# [Study questions]
A. Could you copy the bisphenol A metabolism article from "Graphical abstract" up to and including "100-fold greater than that of BPA.", substituting "new metabolites" for "novel metabolites" throughout that span?
B. What comes next in the bisphenol A metabolism article? Continue it from its last sentence.

── Document segment

Ipso substitution of bisphenol A catalyzed by microsomal cytochrome P450 and enhancement of estrogenic activity

doi:10.1016/j.toxlet.2011.03.010

Toxicology Letters

Volume 203, Issue 1, 30 May 2011, Pages 92-95

https://doi.org/10.1016/j.toxlet.2011.03.010 Get rights and content

Abstract

Bisphenol A (BPA), an industrial chemical with estrogenic activity, was investigated as a substrate for the ipso-metabolism catalyzed by microsomal cytochrome P450 (P450). BPA was expected to be transformed to a quinol via an ipso-addition reaction; however, hydroquinone (HQ) was detected as a metabolite via an ipso-substitution reaction. Isopropenylphenol (IPP) and hydroxycumyl alcohol (HCA) were also produced as eliminated metabolites by C-C bond scission via ipso-substitution. Incorporation of the ¹⁸O atom to HCA from H₂¹⁸O suggested the presence of a carbocation intermediate. Bulkiness of p-substituted group of BPA and/or stability of the eliminated carbocation intermediate may cause ipso-substitution of BPA. CYP3A4 and CYP3A5 showed higher activity for ipso-substitution. CYP2D6*1 also showed the activity; however, the other 9 isozymes did not. IPP showed ER-binding activity in the same degree of BPA. Furthermore, the ER-binding activity of HCA was about a hundred times greater than that of BPA. These results suggested that this new metabolic pathway contributes to the activation of the estrogenic activity of BPA.

Graphical abstract

Highlights

► Bisphenol A is transformed to novel metabolites by P450 via ipso-metabolism. ► The novel metabolites were produced by C–C bond scission. ► CYP3A4 and CYP3A5 showed higher activity for ipso-substitution. ► ER-binding activity of one novel metabolite was 100-fold greater than that of BPA.

Introduction

Bisphenol A (BPA; 2,2-bis(4-hydroxyphenyl)propane) is one of the most widely used industrial chemicals for the production of resins and plastics. This compound is considered to be an endocrine disrupter (Krishman et al., 1993). BPA is widely detected from human urine samples (Calafat et al., 2005); therefore, the clarification of its metabolism has value.

────
── Excerpted records

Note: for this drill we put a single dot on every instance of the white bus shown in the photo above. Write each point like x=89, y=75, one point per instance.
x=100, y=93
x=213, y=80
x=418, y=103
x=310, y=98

────

# [Answers by item]
A.
Graphical abstract

Highlights

► Bisphenol A is transformed to new metabolites by P450 via ipso-metabolism. ► The new metabolites were produced by C–C bond scission. ► CYP3A4 and CYP3A5 showed higher activity for ipso-substitution. ► ER-binding activity of one novel metabolite was 100-fold greater than that of BPA.

B.
Cytochrome P450 (P450) is an enzyme that catalyzes the oxidation of a wide variety of xenobiotic chemicals, including drugs (Ortiz de Montellano, 2005). BPA is known to be metabolized to 2,2-bis(4-hydroxyphenyl)propanol, o-hydroxybisphenol, or bisphenol-o-quinone as an oxidative product by P450, and the glucuronide is a major conjugated metabolite (Knaak and Sullivan, 1966, Jaeg et al., 2004). Yoshihara et al. (2001) reported that 4-methyl-2,4-bis(4-hydroxyphenyl)pent-1-ene (MBP) was formed from BPA by an S9 fraction and its estrogenic activity was higher than that of BPA (Okuda et al., 2010).

We have previously demonstrated that the ipso-position metabolism reaction of para-substituted phenols is catalyzed by P450 (Fig. 1). In other words, when a substituent is a member of the alkyl group, a quinol metabolite is formed through an ipso-addition reaction. On the other hand, when a substituent is a carboxyl, acetyl, or hydroxymethyl group, a hydroquinone (HQ) is formed by an ipso-substitution reaction (Ohe et al., 1994, Ohe et al., 1995, Ohe et al., 1997). Estrone and 17β-estradiol, each of which contains a para-alkylphenol moiety, are also metabolized through ipso-addition to the corresponding quinols by P450 (Ohe et al., 2000). Nonylphenol, an endocrine disrupter, is also metabolized to the corresponding quinol, which has no estrogenic activity (Tezuka et al., 2007). In the case of nonylphenol, the ipso-position metabolism by P450 led to metabolic inactivation.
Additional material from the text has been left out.